(Object detection data)
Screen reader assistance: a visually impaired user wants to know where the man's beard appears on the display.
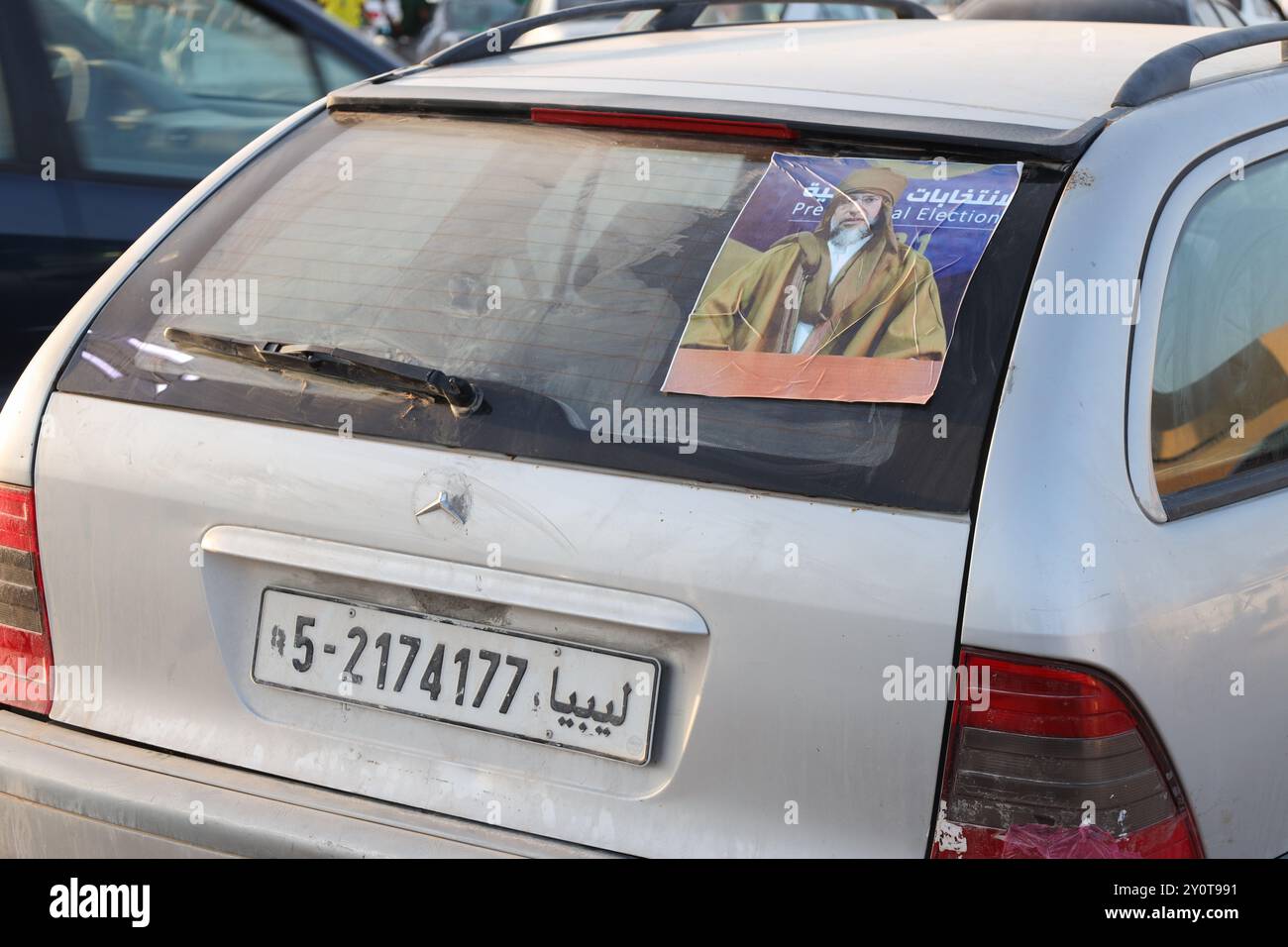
[827,220,872,250]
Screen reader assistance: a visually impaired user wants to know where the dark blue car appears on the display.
[0,0,404,391]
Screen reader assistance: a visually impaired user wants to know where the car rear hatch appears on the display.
[36,103,1060,856]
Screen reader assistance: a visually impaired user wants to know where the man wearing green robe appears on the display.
[680,166,948,360]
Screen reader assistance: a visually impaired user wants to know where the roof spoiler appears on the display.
[1115,23,1288,108]
[424,0,935,67]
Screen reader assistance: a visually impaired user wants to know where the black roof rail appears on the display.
[1115,23,1288,108]
[424,0,935,67]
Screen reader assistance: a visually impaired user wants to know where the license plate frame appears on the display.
[250,585,662,766]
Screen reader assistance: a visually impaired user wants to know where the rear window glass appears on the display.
[59,112,1056,511]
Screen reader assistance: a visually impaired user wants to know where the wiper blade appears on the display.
[164,326,483,417]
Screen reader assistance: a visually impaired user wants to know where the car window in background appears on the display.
[697,4,896,26]
[35,0,332,179]
[1194,0,1225,26]
[1212,0,1243,26]
[313,46,369,90]
[0,59,16,162]
[1151,156,1288,496]
[443,0,523,36]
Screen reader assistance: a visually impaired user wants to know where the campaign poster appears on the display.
[662,154,1021,404]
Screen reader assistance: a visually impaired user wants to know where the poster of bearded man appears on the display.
[662,154,1021,403]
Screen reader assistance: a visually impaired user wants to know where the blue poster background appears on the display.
[729,152,1020,339]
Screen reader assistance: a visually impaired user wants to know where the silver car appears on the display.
[0,0,1288,858]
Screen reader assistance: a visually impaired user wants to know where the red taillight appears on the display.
[532,108,798,142]
[0,485,54,714]
[930,651,1203,858]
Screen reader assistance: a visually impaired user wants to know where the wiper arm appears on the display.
[164,326,483,417]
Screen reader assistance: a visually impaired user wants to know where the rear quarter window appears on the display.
[59,112,1060,511]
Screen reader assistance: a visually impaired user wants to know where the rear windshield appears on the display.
[59,112,1059,511]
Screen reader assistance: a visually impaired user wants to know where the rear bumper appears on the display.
[0,710,604,858]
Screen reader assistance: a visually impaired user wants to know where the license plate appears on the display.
[252,588,661,764]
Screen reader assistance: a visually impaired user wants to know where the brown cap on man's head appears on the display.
[841,164,909,205]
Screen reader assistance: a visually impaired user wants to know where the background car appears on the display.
[952,0,1262,27]
[0,0,402,397]
[415,0,531,60]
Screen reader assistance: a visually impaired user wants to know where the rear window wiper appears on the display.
[164,326,483,417]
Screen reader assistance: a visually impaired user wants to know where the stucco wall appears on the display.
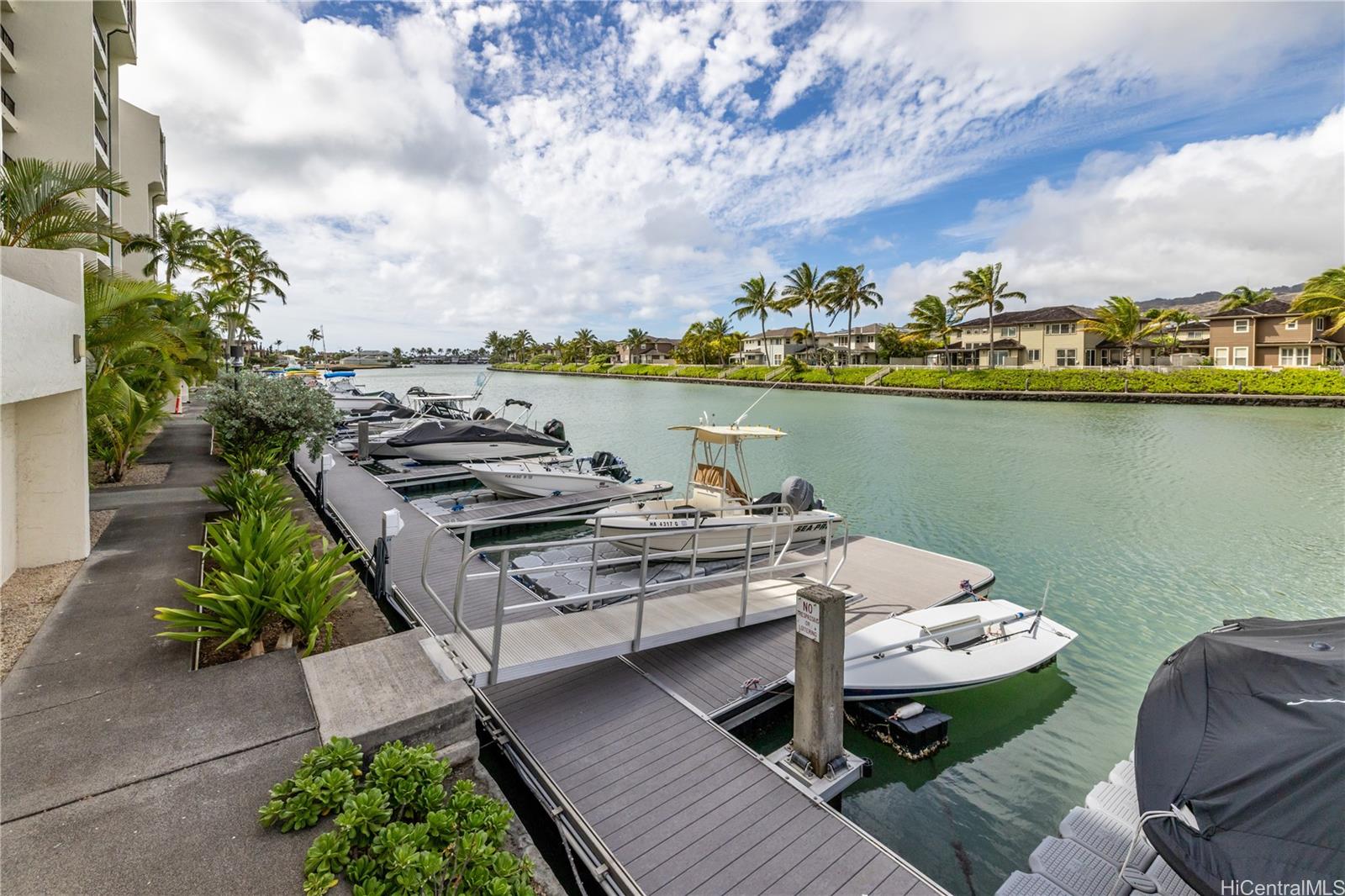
[117,99,166,277]
[0,248,89,581]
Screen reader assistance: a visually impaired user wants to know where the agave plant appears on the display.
[200,468,293,517]
[193,509,318,578]
[155,569,271,656]
[271,540,359,656]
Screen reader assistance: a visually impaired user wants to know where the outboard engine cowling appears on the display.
[780,477,823,514]
[589,451,630,482]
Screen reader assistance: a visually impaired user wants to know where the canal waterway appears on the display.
[359,366,1345,896]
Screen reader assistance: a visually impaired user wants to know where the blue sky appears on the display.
[124,3,1345,347]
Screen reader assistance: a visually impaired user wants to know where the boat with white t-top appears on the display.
[589,419,843,560]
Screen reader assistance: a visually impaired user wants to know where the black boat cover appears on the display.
[388,417,569,451]
[1135,618,1345,896]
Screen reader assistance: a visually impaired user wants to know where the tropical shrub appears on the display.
[200,468,293,515]
[202,372,340,460]
[89,389,164,482]
[258,739,533,896]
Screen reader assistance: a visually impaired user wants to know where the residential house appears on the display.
[926,305,1189,369]
[1209,296,1345,367]
[818,324,889,365]
[616,336,682,365]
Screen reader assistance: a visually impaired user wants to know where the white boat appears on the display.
[789,600,1078,699]
[462,451,672,498]
[589,423,842,560]
[323,377,397,414]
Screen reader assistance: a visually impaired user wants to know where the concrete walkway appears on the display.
[0,417,319,894]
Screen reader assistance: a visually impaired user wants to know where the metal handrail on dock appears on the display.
[421,502,850,685]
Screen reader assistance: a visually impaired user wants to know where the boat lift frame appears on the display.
[421,502,850,685]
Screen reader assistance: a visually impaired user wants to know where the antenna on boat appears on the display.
[1027,578,1051,635]
[733,371,783,426]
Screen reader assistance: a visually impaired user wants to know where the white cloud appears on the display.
[883,110,1345,312]
[123,3,1332,345]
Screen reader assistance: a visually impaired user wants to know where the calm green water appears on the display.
[359,367,1345,896]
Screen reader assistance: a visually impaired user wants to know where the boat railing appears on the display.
[421,502,850,683]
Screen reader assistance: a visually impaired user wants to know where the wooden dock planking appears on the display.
[484,659,940,896]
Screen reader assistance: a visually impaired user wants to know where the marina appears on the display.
[294,430,994,893]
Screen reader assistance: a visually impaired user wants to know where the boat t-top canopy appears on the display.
[668,424,789,445]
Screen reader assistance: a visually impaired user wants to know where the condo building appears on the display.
[0,0,168,581]
[0,0,168,275]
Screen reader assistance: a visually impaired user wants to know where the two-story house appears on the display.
[733,327,807,367]
[818,324,888,365]
[928,305,1103,367]
[616,336,682,365]
[1209,296,1345,367]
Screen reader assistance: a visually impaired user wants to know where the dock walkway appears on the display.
[296,444,994,896]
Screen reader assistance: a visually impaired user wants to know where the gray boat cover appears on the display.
[1135,618,1345,896]
[388,417,569,451]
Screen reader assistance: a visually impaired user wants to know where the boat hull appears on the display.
[812,600,1078,699]
[385,441,556,464]
[593,502,841,560]
[462,463,642,498]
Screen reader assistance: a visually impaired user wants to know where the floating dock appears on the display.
[995,752,1195,896]
[294,453,994,896]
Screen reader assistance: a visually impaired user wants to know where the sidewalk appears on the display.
[0,417,318,896]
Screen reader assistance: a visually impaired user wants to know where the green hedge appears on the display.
[608,365,674,377]
[725,365,775,379]
[785,367,883,386]
[496,363,1345,396]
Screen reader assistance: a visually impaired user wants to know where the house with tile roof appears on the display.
[1209,295,1345,367]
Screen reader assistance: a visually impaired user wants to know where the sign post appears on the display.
[792,585,845,777]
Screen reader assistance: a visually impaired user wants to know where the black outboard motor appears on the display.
[589,451,630,482]
[780,477,825,514]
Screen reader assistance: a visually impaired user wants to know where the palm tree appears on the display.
[952,261,1027,370]
[780,261,831,355]
[903,295,962,372]
[701,318,733,363]
[1080,296,1168,367]
[238,240,289,335]
[621,327,652,363]
[124,211,206,282]
[0,159,130,253]
[574,329,597,361]
[1219,287,1275,311]
[511,329,536,361]
[1290,265,1345,336]
[825,265,883,365]
[733,275,784,363]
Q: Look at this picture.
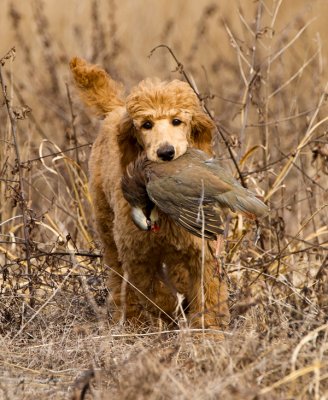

### TASK DETAILS
Can you rewrite these lines with "visually impaired user" replaced by "blind user" everywhere it occurs, keeping everything else unchanged and omitting the pictures?

### ANSWER TO THIS PROBLEM
Screen reader assistance: a blind user wants to know where the man's beard appears on the display.
[827,220,872,250]
Screen reader assistance: a blind user wants to know where the dark blue car appears on the display.
[0,0,404,391]
Screen reader assistance: a blind user wants to know where the car rear hatch appears on the display.
[36,103,1060,856]
Screen reader assistance: a blind user wants to know where the man wearing green robe appears on the display.
[680,166,948,360]
Screen reader assistance: a blind user wants to know where the roof spoiler appears on the display.
[1115,23,1288,108]
[424,0,935,67]
Screen reader assistance: a blind user wants to know where the black roof rail appears on the display.
[1115,23,1288,108]
[424,0,935,67]
Screen reader assistance: a blind user wants to know where the license plate frame appears on the display.
[250,585,662,766]
Screen reader assistance: a blind user wants to know where the rear window glass appears on the display.
[59,112,1056,511]
Screen reader assistance: a blind user wants to know where the wiper blade appears on the display.
[164,326,483,417]
Screen reader assistance: a blind user wants to know where the car window in background appears on the display.
[697,4,896,26]
[35,0,332,179]
[1194,0,1225,26]
[1212,0,1243,26]
[313,46,369,90]
[0,59,16,162]
[1151,156,1288,496]
[443,0,523,36]
Screen reader assistance: a blind user wants to know where the campaign poster appears on the display.
[662,154,1021,404]
Screen reader assistance: a blind user wants to know where the poster of bearded man appears on the display.
[662,154,1021,403]
Screen reader assistance: a blind user wants to know where the blue poster background appears on the display.
[729,152,1020,339]
Screen reader assistance: a blind user wants to know where the silver car appears on the display.
[0,0,1288,858]
Screen reader assistance: a blind user wants to know where the red taillight appears on the display.
[532,108,798,142]
[0,485,54,714]
[930,651,1203,858]
Screen reader assistance: a blind user wants to know where the wiper arm appears on the display.
[164,326,483,417]
Screen reader assistance: a blind user wants to know where the rear quarter window appears on the display.
[59,112,1060,511]
Screen reader assistance: a blind user wants to know where the rear windshield appears on the display.
[59,112,1059,511]
Screen reader assistance: a blind user wants to know where the rear bumper appears on the display.
[0,710,604,858]
Screen reader assistance: a blind user wants to know where the license plate appears on the display.
[252,588,661,764]
Screen reader assistance: a blind user wants to know where the brown cap on man's head appears on the display.
[841,164,909,205]
Screen reader assistance: a blind user wants to know where the background car appears on the display.
[952,0,1262,27]
[0,0,402,397]
[415,0,531,60]
Screen reader assistance: a blind user wants to know where the rear window wiper appears on the display.
[164,326,483,417]
Screen reader assistance: a blind user wants to know where the stucco wall appears on the display.
[117,99,166,277]
[0,248,89,581]
Screen reader assistance: a blind user wants to know where the agave plant appears on the display.
[200,468,293,517]
[193,509,318,578]
[155,569,271,656]
[271,540,359,656]
Screen reader assistance: a blind user wants to know where the outboard engine cowling appears on the display.
[780,477,823,514]
[589,451,630,482]
Screen reader assistance: a blind user wants to know where the canal waterway appears on the display.
[359,366,1345,896]
Screen reader assistance: a blind user wants to know where the blue sky appears on the display.
[124,3,1345,347]
Screen reader assistance: a blind user wants to know where the boat with white t-top appears on the display.
[589,419,843,560]
Screen reader assistance: a blind user wants to know where the black boat cover appears on the display.
[388,417,569,451]
[1135,618,1345,896]
Screen reader assistance: a blind user wants to know where the tropical shrub appears on the display.
[200,468,293,515]
[202,372,340,460]
[89,389,164,482]
[258,739,533,896]
Screen reader assistance: a blind user wants to know where the residential house appears on the display.
[926,305,1189,369]
[1209,296,1345,367]
[818,324,889,365]
[616,336,682,365]
Screen reader assistance: a blind user wants to know where the white boat appears on the display.
[789,600,1078,699]
[462,451,672,498]
[589,423,842,560]
[323,377,397,414]
Screen reader assistance: a blind user wants to know where the concrete walkway appears on the display.
[0,417,319,894]
Screen reader assistance: a blind user wants to know where the metal handrail on dock appears on the display.
[421,502,850,685]
Screen reader assistance: a blind user wants to know where the boat lift frame appears on the display.
[421,502,850,685]
Screen reader assistance: a blind user wants to know where the antenna on boat appears on the display.
[1027,578,1051,635]
[733,371,783,426]
Screen reader assistance: a blind user wants to know where the white cloud appears on the display.
[883,110,1345,312]
[123,3,1332,345]
Screen reader assistance: a blind user wants to know where the calm green water appears on the display.
[359,367,1345,896]
Screen reader assistance: a blind user wants to know where the boat railing appears on the display.
[421,502,850,683]
Screen reader assistance: a blind user wants to know where the wooden dock planking appears on the display.
[484,659,940,896]
Screen reader assistance: a blind user wants to know where the marina appears on the display.
[294,430,994,893]
Screen reader assistance: a blind user wants to know where the boat t-top canopy appears on the display.
[668,424,789,445]
Screen reader assistance: a blind user wants to know where the condo building appears on the display.
[0,0,168,581]
[0,0,168,275]
Screen reader assistance: a blind user wants to know where the two-story house appears on the display.
[733,327,807,367]
[818,324,888,365]
[928,305,1103,367]
[616,336,682,365]
[1209,296,1345,367]
Screen reader assistance: a blind user wants to know where the dock walkway appears on the display.
[296,444,994,896]
Screen reader assistance: a blind user wants to know where the gray boat cover appears on the display.
[1135,618,1345,896]
[388,417,569,451]
Screen reader assistance: a blind user wants to know where the boat hull appears on the display.
[812,600,1078,699]
[385,441,556,464]
[593,502,841,560]
[462,463,642,498]
Screen reader assistance: a blind user wants to know where the floating dock appears on the display.
[995,752,1195,896]
[294,453,994,896]
Screen reader assistance: a blind user wants to know where the sidewalk appears on the display.
[0,417,318,896]
Screen reader assistance: a blind user wants to know where the green hedge appears on the display.
[608,365,674,377]
[725,365,775,379]
[785,367,883,386]
[496,363,1345,396]
Screen reader assistance: a blind user wants to know where the house with tile roof appears on the display.
[1209,295,1345,367]
Screen reader assistance: a blind user wants to know where the sign post appears on the display.
[792,585,845,777]
Screen reader assistance: a blind user wants to know where the black outboard motor appears on the display.
[589,451,630,482]
[780,477,825,514]
Screen reader assistance: a blind user wants to know where the palm tree appears on the display.
[952,261,1027,370]
[780,261,831,355]
[903,295,962,372]
[701,318,733,363]
[1080,296,1168,367]
[238,240,289,335]
[621,327,652,363]
[124,211,206,282]
[0,159,130,253]
[574,329,597,361]
[1219,287,1275,311]
[511,329,536,361]
[1290,265,1345,336]
[825,265,883,365]
[733,275,784,363]
Q: Look at this picture.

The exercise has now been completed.